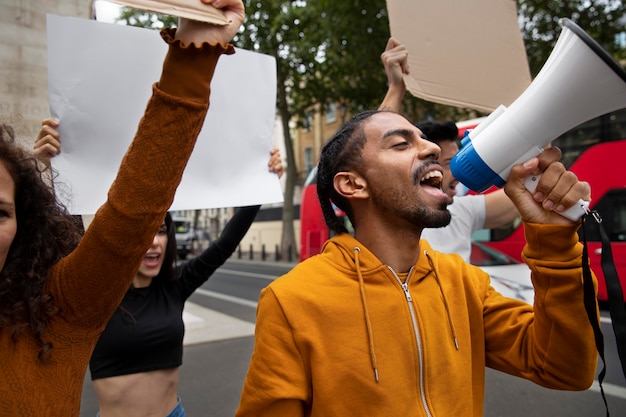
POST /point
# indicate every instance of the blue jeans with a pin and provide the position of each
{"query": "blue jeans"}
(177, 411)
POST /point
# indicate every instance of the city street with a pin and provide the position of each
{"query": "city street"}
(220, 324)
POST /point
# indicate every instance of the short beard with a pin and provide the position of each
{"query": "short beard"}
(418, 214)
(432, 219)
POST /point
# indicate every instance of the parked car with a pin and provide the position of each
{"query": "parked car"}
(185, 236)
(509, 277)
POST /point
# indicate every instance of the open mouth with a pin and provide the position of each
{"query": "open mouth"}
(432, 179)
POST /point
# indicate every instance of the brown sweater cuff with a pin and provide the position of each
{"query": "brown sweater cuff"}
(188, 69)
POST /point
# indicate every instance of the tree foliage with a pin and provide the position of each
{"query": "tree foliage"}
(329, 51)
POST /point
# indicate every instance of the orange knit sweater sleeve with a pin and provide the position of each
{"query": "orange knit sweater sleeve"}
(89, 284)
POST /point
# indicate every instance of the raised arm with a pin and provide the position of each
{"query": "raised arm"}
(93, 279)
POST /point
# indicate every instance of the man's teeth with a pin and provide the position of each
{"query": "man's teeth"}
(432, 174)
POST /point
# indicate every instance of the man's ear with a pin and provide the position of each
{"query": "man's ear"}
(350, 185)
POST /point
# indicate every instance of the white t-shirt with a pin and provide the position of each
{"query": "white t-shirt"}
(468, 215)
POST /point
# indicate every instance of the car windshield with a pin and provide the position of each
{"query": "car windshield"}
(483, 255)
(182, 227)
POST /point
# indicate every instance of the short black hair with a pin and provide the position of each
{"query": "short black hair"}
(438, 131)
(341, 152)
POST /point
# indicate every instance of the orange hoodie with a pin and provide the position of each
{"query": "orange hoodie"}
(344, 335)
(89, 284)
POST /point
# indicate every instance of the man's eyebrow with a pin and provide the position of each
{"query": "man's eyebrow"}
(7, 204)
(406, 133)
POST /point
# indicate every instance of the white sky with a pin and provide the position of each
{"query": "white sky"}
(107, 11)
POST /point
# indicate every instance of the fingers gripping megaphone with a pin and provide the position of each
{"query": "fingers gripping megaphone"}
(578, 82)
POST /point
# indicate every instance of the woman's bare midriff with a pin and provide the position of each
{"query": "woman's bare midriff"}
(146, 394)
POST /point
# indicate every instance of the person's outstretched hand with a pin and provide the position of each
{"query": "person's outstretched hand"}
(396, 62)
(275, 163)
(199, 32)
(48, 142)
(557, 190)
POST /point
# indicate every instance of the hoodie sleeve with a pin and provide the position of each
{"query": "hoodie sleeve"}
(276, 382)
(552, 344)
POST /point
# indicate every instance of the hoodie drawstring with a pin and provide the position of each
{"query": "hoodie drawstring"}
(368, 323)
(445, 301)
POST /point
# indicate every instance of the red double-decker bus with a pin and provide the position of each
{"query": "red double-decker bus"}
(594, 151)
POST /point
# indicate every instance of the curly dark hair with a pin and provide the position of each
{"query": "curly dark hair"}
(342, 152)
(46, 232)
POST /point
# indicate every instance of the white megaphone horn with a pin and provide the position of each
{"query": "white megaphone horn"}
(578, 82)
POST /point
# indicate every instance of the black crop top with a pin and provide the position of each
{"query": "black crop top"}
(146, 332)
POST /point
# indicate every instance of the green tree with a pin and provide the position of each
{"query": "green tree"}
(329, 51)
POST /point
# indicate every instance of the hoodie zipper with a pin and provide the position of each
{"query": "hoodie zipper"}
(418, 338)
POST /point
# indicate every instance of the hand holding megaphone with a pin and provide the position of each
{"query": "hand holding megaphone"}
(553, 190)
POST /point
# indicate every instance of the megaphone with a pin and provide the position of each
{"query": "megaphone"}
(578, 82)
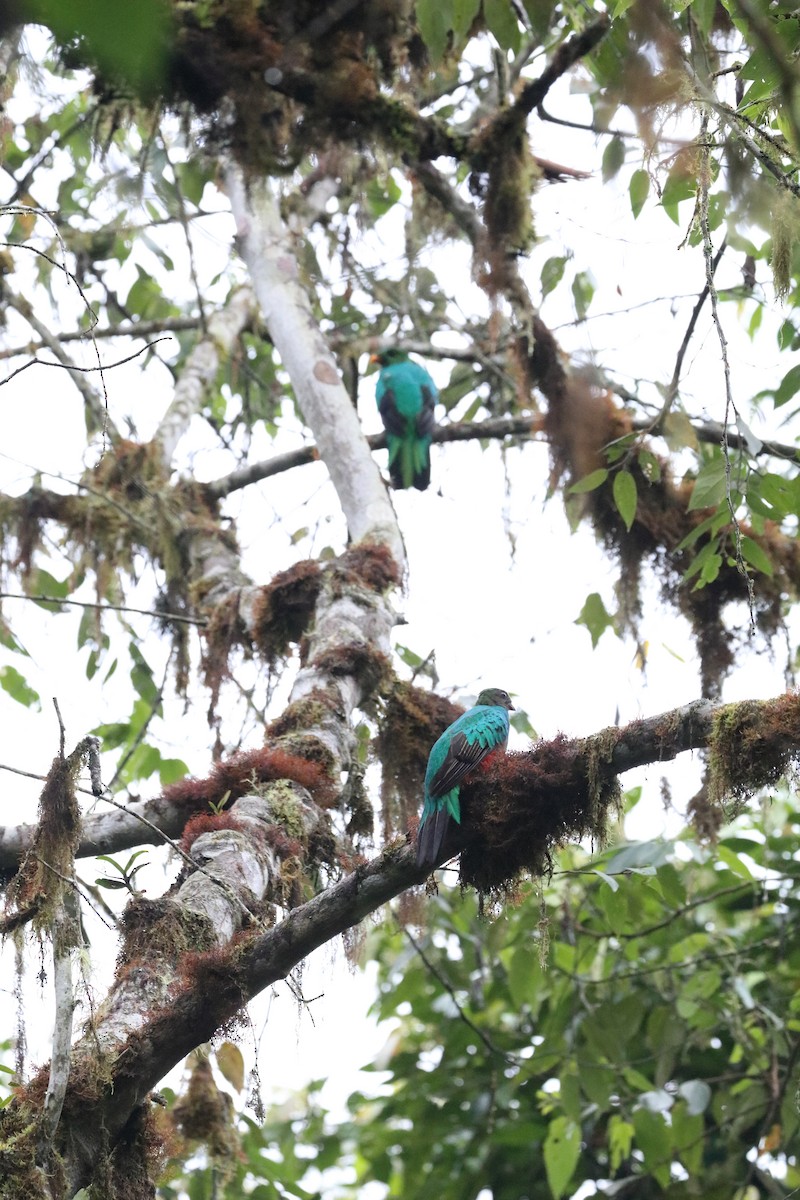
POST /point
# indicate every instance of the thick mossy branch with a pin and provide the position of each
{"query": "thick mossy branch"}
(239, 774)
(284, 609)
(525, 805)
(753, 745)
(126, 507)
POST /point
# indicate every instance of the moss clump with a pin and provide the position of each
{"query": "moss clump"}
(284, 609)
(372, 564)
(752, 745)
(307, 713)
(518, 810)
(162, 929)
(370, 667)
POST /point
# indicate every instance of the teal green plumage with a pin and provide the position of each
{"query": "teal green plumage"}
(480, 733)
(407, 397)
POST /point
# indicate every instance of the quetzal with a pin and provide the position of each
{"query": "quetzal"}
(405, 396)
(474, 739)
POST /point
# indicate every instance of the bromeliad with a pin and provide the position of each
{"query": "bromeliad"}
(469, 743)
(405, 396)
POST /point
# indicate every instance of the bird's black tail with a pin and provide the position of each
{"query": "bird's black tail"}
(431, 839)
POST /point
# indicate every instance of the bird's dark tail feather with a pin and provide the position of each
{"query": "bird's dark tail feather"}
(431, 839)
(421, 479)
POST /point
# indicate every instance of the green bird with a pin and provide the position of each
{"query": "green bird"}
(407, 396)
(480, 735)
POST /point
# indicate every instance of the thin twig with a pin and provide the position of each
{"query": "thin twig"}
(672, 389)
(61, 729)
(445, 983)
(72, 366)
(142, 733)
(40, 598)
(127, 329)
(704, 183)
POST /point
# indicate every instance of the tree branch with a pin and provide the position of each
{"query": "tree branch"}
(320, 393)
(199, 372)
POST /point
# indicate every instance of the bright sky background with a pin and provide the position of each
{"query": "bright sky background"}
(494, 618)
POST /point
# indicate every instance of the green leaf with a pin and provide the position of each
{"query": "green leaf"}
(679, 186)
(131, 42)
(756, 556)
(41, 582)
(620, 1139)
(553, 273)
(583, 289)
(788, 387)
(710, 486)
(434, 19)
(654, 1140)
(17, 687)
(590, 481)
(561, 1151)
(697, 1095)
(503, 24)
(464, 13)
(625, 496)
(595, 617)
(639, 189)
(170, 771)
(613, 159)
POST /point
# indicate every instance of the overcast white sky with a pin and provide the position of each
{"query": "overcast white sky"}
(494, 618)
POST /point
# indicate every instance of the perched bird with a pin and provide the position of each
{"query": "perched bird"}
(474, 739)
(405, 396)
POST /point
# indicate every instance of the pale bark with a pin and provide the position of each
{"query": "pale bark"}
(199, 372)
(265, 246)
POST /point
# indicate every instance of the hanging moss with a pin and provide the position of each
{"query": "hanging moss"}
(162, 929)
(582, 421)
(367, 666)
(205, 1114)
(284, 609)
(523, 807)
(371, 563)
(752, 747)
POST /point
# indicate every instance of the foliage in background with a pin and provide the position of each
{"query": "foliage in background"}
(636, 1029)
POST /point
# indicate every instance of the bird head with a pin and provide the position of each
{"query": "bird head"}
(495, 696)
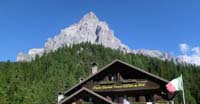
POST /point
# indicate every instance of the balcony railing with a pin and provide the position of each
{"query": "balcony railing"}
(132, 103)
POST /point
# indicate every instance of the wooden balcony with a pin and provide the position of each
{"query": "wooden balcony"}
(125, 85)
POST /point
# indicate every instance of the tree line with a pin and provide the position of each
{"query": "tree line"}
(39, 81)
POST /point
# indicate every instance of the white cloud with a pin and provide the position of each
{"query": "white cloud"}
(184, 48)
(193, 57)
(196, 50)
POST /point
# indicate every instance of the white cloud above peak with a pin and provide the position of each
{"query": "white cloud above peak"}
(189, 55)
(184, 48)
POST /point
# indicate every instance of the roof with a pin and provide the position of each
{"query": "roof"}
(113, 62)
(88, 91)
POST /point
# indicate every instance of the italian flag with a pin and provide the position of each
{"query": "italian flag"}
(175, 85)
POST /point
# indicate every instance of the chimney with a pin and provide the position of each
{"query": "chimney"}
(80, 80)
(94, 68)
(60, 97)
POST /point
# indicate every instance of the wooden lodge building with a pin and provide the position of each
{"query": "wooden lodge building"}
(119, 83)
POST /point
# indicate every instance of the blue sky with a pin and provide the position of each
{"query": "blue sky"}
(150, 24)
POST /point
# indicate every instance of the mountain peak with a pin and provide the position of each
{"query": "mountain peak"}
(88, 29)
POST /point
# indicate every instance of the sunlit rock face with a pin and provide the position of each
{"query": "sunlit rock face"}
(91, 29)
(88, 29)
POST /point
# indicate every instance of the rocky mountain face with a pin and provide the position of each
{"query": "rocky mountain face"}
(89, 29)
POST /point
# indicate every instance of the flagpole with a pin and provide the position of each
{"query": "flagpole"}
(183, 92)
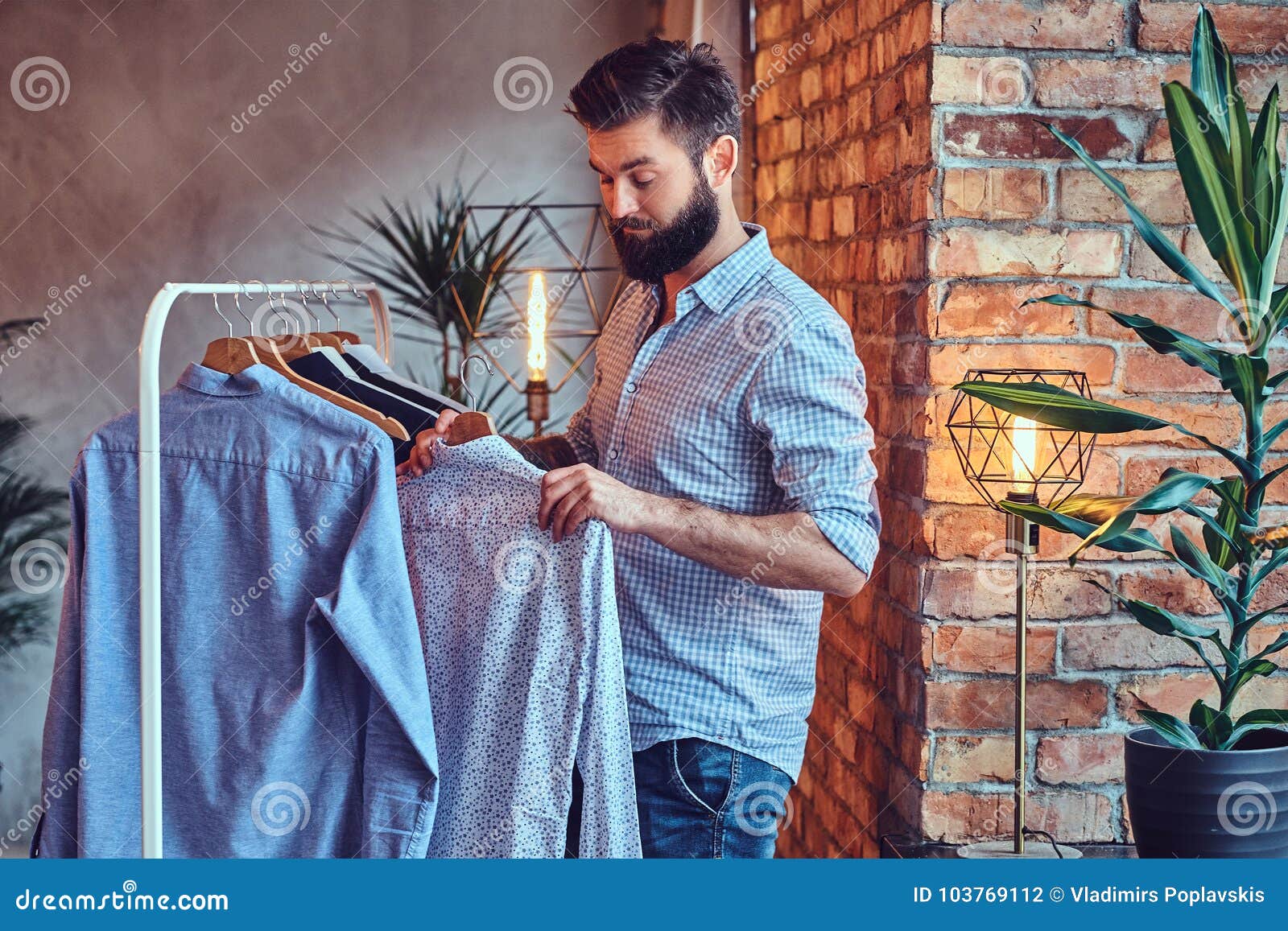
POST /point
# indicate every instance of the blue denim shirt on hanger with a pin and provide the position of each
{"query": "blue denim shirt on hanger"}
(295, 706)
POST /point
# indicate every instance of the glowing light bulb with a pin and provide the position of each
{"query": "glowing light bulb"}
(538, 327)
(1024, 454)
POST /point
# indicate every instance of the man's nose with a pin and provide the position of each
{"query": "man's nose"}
◆ ◆ ◆ ◆ ◆ ◆ ◆
Leave out the pictures and repeat exactly the lines from the start of the material through the line that contains "# indicate every instance of the white t-shirt", both included.

TASK SOLUTION:
POST /point
# indicate every instance of the blue jeans with a pin and provide the position of each
{"query": "blue jeans"}
(177, 411)
POST /point
# indicate every instance of the city street with a pin and provide the position of each
{"query": "city street"}
(220, 324)
POST /point
# indicate every instance of the short beard with a pin and provide the position of each
{"query": "short beard"}
(418, 214)
(432, 219)
POST /point
# indicate every instance of the parked car with a pin and provide the position of each
{"query": "parked car"}
(185, 236)
(509, 277)
POST /point
# indicate every instance of the open mouth with a pin and provide the position of each
{"query": "open mouth"}
(432, 179)
POST /point
# indicate every instance of the brown sweater cuff with a pin and provide the position of each
{"query": "brown sweater cuff"}
(188, 69)
POST /point
# indicate every instance of the tree foliage with a pin and provide the position of each
{"query": "tree foliage"}
(329, 51)
POST /point
# indicate every instance of the orange knit sweater sleeve with a pin and provide the position of each
{"query": "orange knit sweater sleeve"}
(89, 284)
POST /point
# indicate every instance of the raised arm with a pin and provide the position of each
{"query": "raised arm"}
(93, 279)
POST /point
# indicate every instance of the man's teeth with a pin and provide the position of each
{"query": "man's teeth"}
(432, 174)
POST /point
# indicate every instance of the man's ear with a pin and provide the position of each
{"query": "man's ear"}
(350, 185)
POST /point
# indicate every instance of the white t-shirt with a pin and provide the position of each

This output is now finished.